Task prompt —
Skip every picture while you write out the records below, from the first line through the one that contains "Segment every instance", both ends kept.

------------------------------------------------

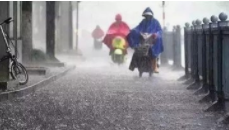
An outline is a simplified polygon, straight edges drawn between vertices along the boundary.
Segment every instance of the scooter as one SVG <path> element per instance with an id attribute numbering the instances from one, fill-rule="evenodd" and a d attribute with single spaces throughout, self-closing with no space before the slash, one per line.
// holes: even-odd
<path id="1" fill-rule="evenodd" d="M 125 43 L 124 43 L 124 38 L 122 37 L 115 37 L 112 47 L 114 50 L 112 51 L 111 57 L 114 63 L 117 64 L 123 64 L 125 61 L 125 54 L 124 54 L 124 49 L 125 49 Z"/>
<path id="2" fill-rule="evenodd" d="M 112 57 L 113 62 L 117 63 L 118 65 L 121 65 L 124 63 L 124 53 L 122 49 L 119 49 L 119 48 L 114 49 L 111 57 Z"/>
<path id="3" fill-rule="evenodd" d="M 94 49 L 101 50 L 103 47 L 103 43 L 101 39 L 94 39 Z"/>
<path id="4" fill-rule="evenodd" d="M 149 73 L 149 77 L 153 74 L 151 48 L 154 41 L 152 34 L 141 33 L 140 44 L 135 48 L 139 77 L 142 77 L 144 72 Z"/>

------------------------------------------------

Answer area —
An outline is a simplified polygon, straight edges drawn between vertices along the boundary.
Segment every instance of the scooter as one SVG <path> element per instance with an id attribute numbering the instances from one, fill-rule="evenodd" and a d attribute with single spaces throughout, self-closing with no space before the slash, one per line.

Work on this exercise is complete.